— start EXTRACTED ENTRIES —
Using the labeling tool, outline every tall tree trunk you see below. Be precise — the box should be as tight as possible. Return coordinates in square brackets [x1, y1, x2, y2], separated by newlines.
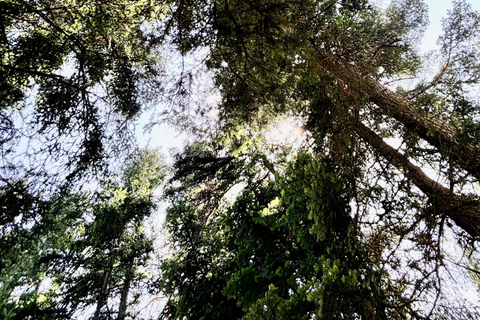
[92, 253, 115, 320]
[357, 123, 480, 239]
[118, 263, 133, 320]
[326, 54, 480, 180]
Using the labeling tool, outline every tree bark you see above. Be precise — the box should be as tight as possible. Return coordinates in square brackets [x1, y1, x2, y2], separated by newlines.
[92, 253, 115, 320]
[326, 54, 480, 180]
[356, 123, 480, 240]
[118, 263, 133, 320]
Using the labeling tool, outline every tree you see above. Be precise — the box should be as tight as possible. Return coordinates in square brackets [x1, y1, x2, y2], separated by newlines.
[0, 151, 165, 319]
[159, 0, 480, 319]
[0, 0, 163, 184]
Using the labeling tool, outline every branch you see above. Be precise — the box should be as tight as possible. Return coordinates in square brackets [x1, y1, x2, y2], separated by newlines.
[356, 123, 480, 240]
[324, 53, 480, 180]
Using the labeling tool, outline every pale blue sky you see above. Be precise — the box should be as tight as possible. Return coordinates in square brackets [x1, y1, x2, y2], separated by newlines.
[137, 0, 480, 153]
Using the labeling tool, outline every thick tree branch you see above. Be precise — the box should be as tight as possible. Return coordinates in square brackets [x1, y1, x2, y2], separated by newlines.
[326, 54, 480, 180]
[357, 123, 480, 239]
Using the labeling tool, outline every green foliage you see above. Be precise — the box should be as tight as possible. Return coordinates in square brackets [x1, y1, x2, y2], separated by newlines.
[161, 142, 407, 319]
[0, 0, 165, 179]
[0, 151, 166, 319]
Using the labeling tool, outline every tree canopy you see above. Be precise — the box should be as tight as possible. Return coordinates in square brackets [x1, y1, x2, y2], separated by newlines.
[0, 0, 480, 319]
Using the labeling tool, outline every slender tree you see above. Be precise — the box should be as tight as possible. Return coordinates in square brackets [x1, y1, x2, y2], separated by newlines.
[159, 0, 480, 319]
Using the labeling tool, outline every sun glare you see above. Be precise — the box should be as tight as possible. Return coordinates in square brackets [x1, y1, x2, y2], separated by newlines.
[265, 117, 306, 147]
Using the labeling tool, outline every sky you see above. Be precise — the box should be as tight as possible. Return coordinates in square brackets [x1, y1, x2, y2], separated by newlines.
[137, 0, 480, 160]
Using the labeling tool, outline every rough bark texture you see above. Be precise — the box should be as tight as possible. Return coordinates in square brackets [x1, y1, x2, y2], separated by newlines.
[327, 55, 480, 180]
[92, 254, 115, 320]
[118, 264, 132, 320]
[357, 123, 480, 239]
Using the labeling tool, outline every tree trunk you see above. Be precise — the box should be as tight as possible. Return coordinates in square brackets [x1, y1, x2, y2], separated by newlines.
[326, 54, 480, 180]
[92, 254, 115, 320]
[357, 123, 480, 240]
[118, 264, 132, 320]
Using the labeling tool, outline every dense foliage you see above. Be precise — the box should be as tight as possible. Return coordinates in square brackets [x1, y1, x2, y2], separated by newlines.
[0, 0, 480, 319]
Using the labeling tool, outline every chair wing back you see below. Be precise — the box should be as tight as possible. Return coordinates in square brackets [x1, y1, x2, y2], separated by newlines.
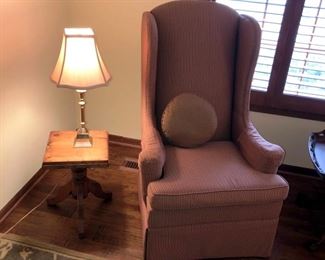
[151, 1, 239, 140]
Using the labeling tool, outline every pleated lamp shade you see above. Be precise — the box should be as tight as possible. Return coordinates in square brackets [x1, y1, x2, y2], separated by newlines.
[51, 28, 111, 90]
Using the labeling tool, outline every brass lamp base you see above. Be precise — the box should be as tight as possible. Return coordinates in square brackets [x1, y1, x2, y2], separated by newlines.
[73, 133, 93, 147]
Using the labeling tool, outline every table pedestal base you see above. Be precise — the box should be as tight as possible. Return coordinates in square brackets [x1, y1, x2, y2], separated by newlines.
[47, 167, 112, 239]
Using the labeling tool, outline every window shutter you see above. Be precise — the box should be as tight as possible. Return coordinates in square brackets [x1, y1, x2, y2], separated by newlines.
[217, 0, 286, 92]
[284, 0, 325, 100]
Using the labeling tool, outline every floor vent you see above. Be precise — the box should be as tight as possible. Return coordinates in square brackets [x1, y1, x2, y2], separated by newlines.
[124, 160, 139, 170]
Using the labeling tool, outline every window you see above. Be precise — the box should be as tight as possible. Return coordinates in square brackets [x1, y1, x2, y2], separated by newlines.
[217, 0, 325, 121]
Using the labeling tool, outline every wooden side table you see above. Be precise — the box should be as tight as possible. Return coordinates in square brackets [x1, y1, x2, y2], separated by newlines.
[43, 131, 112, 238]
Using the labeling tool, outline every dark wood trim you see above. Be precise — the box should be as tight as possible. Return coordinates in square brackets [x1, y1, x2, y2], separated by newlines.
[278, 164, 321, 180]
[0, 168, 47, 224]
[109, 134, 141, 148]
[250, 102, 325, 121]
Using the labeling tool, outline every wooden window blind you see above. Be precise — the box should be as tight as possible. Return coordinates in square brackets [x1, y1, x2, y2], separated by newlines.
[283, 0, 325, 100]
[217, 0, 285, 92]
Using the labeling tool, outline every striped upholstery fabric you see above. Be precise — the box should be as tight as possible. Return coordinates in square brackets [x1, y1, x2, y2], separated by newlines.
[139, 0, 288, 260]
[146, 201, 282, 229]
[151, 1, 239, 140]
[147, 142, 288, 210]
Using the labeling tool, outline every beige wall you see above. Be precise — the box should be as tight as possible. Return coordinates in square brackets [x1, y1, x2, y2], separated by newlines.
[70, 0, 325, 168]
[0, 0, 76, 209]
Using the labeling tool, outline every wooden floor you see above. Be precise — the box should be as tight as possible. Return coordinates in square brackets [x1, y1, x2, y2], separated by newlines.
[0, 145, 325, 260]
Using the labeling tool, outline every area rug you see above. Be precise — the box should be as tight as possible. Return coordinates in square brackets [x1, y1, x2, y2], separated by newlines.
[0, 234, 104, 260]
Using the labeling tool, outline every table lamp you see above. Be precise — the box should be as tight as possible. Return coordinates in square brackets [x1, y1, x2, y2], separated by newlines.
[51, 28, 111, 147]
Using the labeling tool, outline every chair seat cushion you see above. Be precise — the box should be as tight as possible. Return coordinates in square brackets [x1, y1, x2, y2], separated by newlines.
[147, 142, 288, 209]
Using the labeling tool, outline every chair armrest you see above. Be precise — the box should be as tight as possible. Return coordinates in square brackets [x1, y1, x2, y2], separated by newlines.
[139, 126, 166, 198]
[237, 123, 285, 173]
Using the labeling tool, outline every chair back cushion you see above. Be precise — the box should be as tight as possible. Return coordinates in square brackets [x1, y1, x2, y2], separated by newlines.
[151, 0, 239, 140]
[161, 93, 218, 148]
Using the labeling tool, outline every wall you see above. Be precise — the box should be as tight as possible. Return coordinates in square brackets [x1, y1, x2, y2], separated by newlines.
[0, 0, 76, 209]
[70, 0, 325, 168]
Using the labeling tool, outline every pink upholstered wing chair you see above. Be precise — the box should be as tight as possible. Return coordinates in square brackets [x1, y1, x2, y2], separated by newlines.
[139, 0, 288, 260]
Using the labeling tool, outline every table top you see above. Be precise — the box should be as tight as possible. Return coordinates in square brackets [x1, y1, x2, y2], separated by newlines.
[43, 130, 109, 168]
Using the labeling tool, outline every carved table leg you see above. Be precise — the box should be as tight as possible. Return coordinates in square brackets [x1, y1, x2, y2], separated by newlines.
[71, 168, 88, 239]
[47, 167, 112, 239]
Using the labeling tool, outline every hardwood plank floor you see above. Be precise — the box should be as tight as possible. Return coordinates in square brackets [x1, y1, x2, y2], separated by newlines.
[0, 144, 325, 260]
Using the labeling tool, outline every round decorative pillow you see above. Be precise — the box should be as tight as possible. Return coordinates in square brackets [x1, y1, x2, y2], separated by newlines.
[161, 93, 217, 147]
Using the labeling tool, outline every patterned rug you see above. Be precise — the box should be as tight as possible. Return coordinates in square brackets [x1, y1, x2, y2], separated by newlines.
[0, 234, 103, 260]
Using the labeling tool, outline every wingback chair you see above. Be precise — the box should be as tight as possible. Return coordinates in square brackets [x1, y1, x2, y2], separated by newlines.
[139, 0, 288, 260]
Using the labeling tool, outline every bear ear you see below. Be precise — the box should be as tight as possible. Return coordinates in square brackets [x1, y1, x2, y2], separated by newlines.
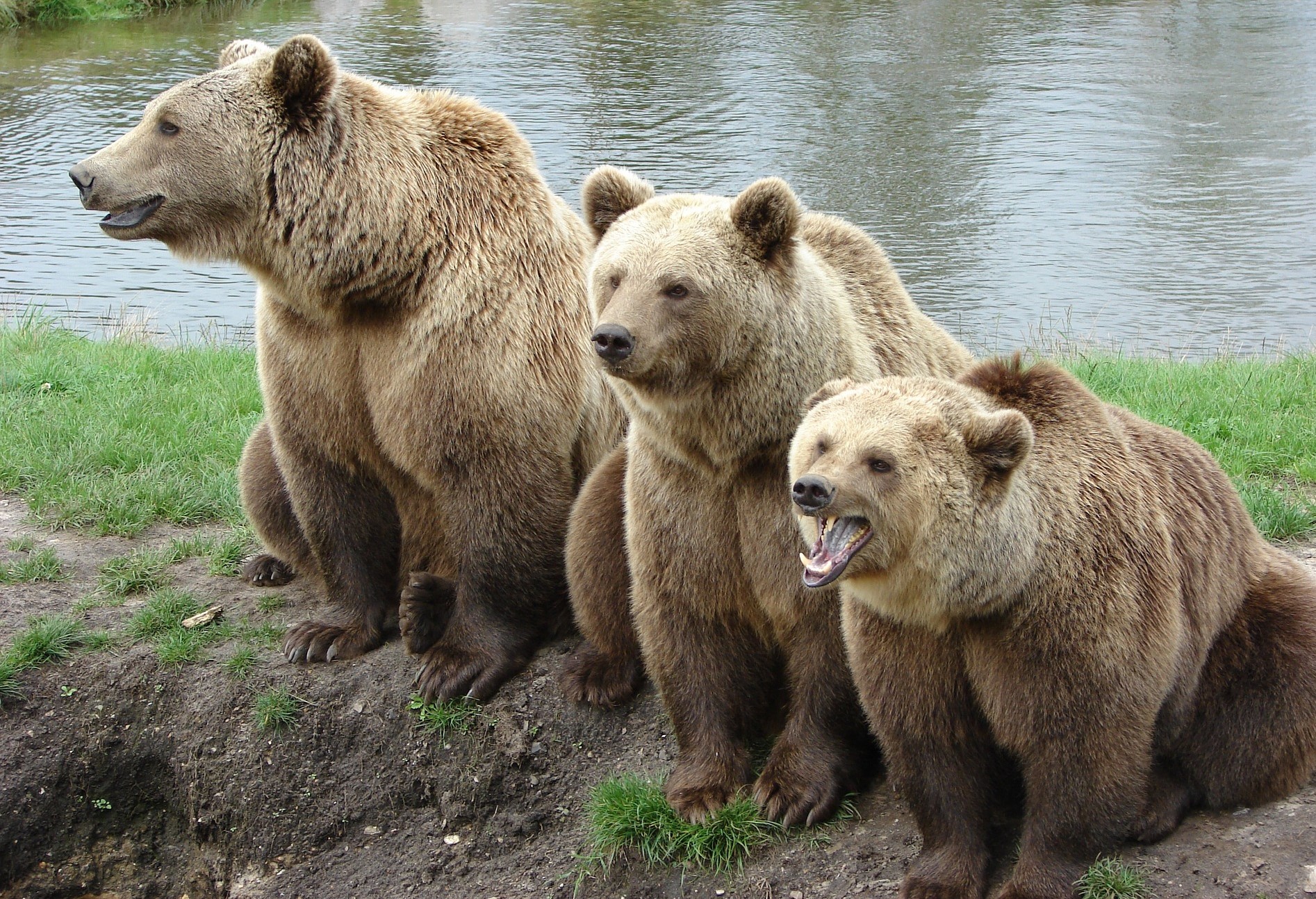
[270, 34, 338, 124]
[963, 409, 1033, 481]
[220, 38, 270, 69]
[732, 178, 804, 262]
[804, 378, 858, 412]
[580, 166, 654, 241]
— end EXTRACTED ENTRIES —
SET TASK: Copy the lines from the very first one through the line containing "[0, 0, 163, 184]", including both. Leave out the pictures.

EXERCISE RESPONSE:
Using the labeling tool, outline every tall tree trunk you see below. Be precise — the box should be as tight as possible. Return coordinates in square brackets [x1, y1, x2, y2], separated by newlines.
[92, 253, 115, 320]
[357, 123, 480, 239]
[118, 263, 133, 320]
[326, 54, 480, 180]
Using the labeling tool, outline every tree bark you see above. Be precise — the box should be as tight as possible. Return coordinates in square brackets [x1, y1, x2, y2], separated by newlines.
[92, 253, 115, 320]
[326, 54, 480, 180]
[356, 123, 480, 240]
[118, 263, 133, 320]
Using the labeling tool, outline every tree you see above. Be precise — the box should be as tight as possible. Return coordinates in square brackets [x1, y1, x2, y2], separated by newlines.
[0, 151, 165, 319]
[159, 0, 480, 319]
[0, 0, 163, 184]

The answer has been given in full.